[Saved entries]
=== Begin Enclosure ===
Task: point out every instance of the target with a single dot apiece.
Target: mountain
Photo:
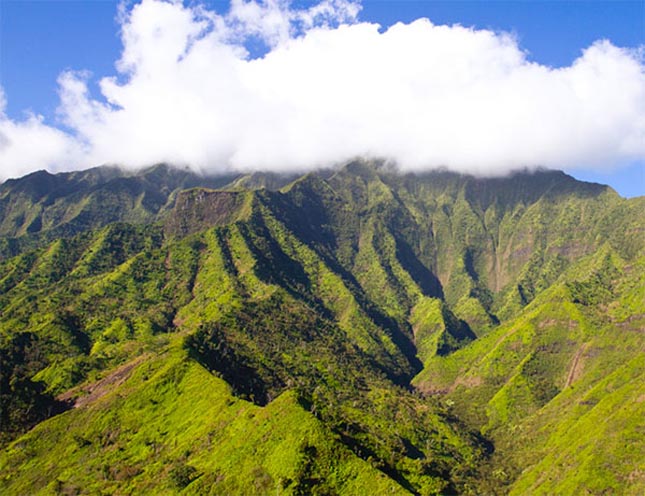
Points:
(342, 332)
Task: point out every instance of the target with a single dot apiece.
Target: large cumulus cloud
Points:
(328, 88)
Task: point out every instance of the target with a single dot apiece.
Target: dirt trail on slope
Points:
(89, 393)
(576, 366)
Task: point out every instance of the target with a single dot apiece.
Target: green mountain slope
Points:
(355, 330)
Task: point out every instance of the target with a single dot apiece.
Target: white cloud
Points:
(29, 145)
(329, 89)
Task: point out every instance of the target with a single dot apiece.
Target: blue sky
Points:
(41, 39)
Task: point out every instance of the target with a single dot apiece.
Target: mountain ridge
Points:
(478, 304)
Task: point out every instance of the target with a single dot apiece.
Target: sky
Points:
(477, 87)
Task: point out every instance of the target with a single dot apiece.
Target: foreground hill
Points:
(341, 332)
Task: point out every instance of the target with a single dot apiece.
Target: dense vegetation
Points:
(345, 332)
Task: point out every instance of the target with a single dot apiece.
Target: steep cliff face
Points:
(345, 331)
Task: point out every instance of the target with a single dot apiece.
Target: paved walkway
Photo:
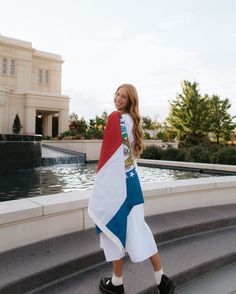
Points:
(220, 282)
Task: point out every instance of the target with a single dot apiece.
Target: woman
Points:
(116, 204)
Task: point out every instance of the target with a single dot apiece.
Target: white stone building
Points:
(30, 85)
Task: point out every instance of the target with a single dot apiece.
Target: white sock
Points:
(116, 281)
(158, 275)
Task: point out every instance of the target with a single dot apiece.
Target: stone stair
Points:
(191, 243)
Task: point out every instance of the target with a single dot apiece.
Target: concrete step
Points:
(183, 260)
(78, 256)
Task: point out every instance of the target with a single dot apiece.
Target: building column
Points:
(63, 121)
(29, 126)
(2, 117)
(47, 125)
(4, 99)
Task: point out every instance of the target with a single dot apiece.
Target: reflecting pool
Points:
(64, 178)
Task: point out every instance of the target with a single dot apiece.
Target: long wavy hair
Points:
(133, 109)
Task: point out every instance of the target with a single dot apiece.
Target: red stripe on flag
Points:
(112, 139)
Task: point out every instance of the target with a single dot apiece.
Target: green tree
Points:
(77, 125)
(188, 114)
(16, 127)
(222, 123)
(147, 123)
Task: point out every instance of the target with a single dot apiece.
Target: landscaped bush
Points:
(226, 155)
(152, 152)
(211, 153)
(173, 154)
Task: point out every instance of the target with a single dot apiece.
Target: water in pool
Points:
(65, 178)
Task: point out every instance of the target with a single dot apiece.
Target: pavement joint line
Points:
(189, 236)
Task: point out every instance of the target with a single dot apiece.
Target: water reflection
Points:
(65, 178)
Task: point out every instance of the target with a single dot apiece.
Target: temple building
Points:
(30, 85)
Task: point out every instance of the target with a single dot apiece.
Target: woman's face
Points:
(121, 99)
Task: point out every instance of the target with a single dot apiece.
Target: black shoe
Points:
(106, 286)
(166, 286)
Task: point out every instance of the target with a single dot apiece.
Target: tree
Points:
(16, 127)
(147, 123)
(188, 114)
(77, 125)
(221, 122)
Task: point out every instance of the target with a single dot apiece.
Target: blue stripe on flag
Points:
(118, 224)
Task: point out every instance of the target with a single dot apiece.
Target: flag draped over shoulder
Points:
(117, 188)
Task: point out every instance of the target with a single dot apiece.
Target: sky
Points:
(152, 44)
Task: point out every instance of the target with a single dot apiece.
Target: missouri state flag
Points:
(117, 188)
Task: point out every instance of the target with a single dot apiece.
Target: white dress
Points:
(140, 243)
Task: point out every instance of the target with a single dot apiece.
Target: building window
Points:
(12, 71)
(46, 76)
(40, 77)
(4, 66)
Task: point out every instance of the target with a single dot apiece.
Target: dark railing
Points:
(20, 137)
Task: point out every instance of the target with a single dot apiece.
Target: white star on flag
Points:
(131, 174)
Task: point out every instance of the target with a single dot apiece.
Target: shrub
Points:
(152, 152)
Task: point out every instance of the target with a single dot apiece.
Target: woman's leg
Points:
(156, 261)
(118, 267)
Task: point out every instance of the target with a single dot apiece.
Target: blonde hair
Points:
(133, 109)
=== End Enclosure ===
> The problem
All entries are to be duplicated exactly, with the pictures left out.

> Solution for this task
Task: point out every instance of the target with a single dot apiece.
Target: mountain
Photo:
Points:
(342, 332)
Task: point out every instance of the target with a single dot apiece.
Target: large cumulus cloud
Points:
(328, 88)
Task: point out every instance of the target with a single dot apiece.
Target: dirt trail on slope
Points:
(89, 393)
(576, 366)
Task: point out every instance of the target with a single dot apiece.
Target: green mountain slope
Points:
(355, 330)
Task: point out every instance of the target with a single dot apiece.
Target: white cloud
Points:
(29, 145)
(329, 89)
Task: point out every instance of the target with a single dot apiece.
Target: blue sky
Points:
(41, 39)
Task: point out every instance of the target with a single dot apiece.
Target: mountain ridge
Points:
(478, 304)
Task: point out every instance of the target with a single dot apiece.
Target: sky
Points:
(477, 87)
Task: point out every instance of the target with a single dot apiece.
Target: foreground hill
Points:
(341, 332)
Task: point out every instance of the target with a single dot apiece.
Target: dense vegetation
Points:
(345, 332)
Task: point out every instance of the target with a single dot apiece.
Target: steep cliff face
Points:
(345, 331)
Task: point out every instance of the target with a single dot apiece.
Target: paved walkway
Photo:
Points:
(220, 282)
Task: point out every instance of the target with a single dot apiece.
Target: woman
Points:
(116, 204)
Task: point out every instance of the target with a single dot apiece.
Target: white stone building
Points:
(30, 85)
Task: point out every instance of the target with a single dot apiece.
Target: white sock
Points:
(116, 281)
(158, 275)
Task: point out every instance of the target with a single dot apiece.
Target: stone stair
Points:
(191, 243)
Task: point out every instance of the target with a single dot apiece.
Target: concrete step
Points:
(183, 260)
(78, 256)
Task: point out every instance of the target with a single dot apiece.
Target: building column
Points:
(63, 121)
(29, 126)
(2, 117)
(47, 125)
(4, 99)
Task: point out every instance of the target with a single dot apiece.
Target: reflecting pool
Points:
(64, 178)
Task: point out every instance of the target with a single dot apiece.
Target: long wavy hair
Points:
(133, 109)
Task: point out every instance of the target with a single dot apiece.
Target: red stripe on flag
Points:
(112, 139)
Task: point out every instance of the target with a single dot apiece.
Target: green tree
Points:
(77, 125)
(188, 114)
(16, 127)
(222, 123)
(147, 123)
Task: point out every instance of the target with a single dot apiece.
Target: landscaped bush
Points:
(226, 155)
(152, 152)
(211, 153)
(173, 154)
Task: point out every instance of the target with a single dot apiece.
Target: water in pool
Points:
(65, 178)
Task: point out every instance of the target with a single dot apiece.
Target: pavement joint line
Points:
(189, 236)
Task: point out every instance of the target with a single dot apiece.
Target: water reflection
Points:
(65, 178)
Task: point out every instance of the target with a single dot apiece.
Target: temple building
Points:
(30, 85)
Task: point out every instance of the target with a single dot apiece.
Target: woman's face
Points:
(121, 99)
Task: point out every instance of the target with a single dot apiece.
Target: black shoe
Points:
(106, 286)
(166, 286)
Task: point out every instance of the target with a single dot apiece.
Target: tree
Points:
(16, 127)
(147, 123)
(188, 114)
(77, 125)
(221, 122)
Task: point out every instance of the target with a single dot apiece.
Target: blue stripe on flag
Points:
(118, 224)
Task: point out every instance of the target with a single dot apiece.
Target: flag draped over shoulder
Points:
(117, 188)
Task: point out every instance of the target with a single dot apiece.
Target: sky
Points:
(152, 44)
Task: point out every instance of the target with a single dot apiece.
Target: missouri state flag
Points:
(117, 188)
Task: point out every instance of the target with a single dot apiece.
Target: white dress
Points:
(140, 243)
Task: point out every instance of the target with a single dot apiece.
Target: building window
Points:
(12, 71)
(46, 76)
(40, 77)
(4, 66)
Task: point out every instance of the target with a single dot apiece.
Target: dark railing
Points:
(20, 137)
Task: point out every instance of the target with a single dot apiece.
Target: white star on flag
Points:
(131, 174)
Task: point out every instance of the target with a single dot apiece.
Target: shrub
Points:
(152, 152)
Task: point out every instance of the target with a single dot apiece.
Target: woman's leg
Points:
(156, 261)
(118, 267)
Task: point out every instance of the target with a single dot apiece.
Target: blonde hair
Points:
(133, 109)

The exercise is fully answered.